• _Exercise aim_
Please copy exactly the lines that begin with the one containing "indicate the golden" and end with the last line of the entries.

• _Records for this task_
__________
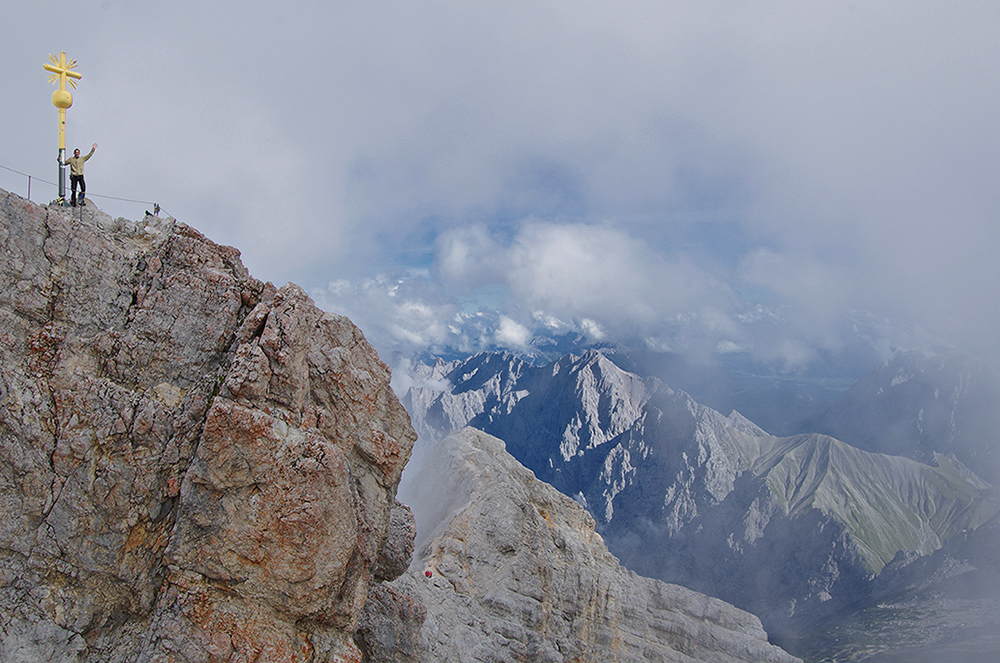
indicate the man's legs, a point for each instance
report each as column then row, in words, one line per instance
column 74, row 180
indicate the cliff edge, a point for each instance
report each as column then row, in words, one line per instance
column 194, row 465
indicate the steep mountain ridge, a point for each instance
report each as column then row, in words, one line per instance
column 194, row 465
column 512, row 570
column 916, row 404
column 791, row 528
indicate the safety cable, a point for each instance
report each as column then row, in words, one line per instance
column 89, row 195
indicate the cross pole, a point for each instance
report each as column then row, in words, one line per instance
column 62, row 73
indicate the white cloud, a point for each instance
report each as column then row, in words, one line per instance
column 569, row 160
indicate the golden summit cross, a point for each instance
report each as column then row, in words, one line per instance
column 62, row 73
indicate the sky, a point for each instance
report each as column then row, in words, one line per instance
column 776, row 180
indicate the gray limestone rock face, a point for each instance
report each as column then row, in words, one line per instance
column 194, row 465
column 511, row 570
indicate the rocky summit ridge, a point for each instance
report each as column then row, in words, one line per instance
column 196, row 465
column 510, row 569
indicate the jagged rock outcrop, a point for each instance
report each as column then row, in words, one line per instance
column 518, row 573
column 194, row 465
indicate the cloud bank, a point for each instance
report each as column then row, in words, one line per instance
column 776, row 180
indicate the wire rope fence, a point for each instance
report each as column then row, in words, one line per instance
__________
• _Solution for this problem_
indicate the golden summit cross, a point for each instance
report each as column then row, in words, one line per instance
column 62, row 73
indicate the sky, a point for each instance
report each as column then row, in words, one line per instance
column 776, row 180
indicate the gray limestone rock face, a point for each instance
report each as column then row, in words, one line per instance
column 194, row 465
column 511, row 570
indicate the rocky summit ridge, a point for each instance
report each as column then row, in words, one line per instance
column 196, row 465
column 510, row 569
indicate the jagged rock outcrop, a point for each instance
report each as column then row, in words, one line per instance
column 518, row 573
column 194, row 465
indicate the cloud bank, a point for each instance
report each as column then row, in words, one line per instance
column 776, row 180
indicate the wire rope fence, a point for each instance
report each as column then row, in words, one line per instance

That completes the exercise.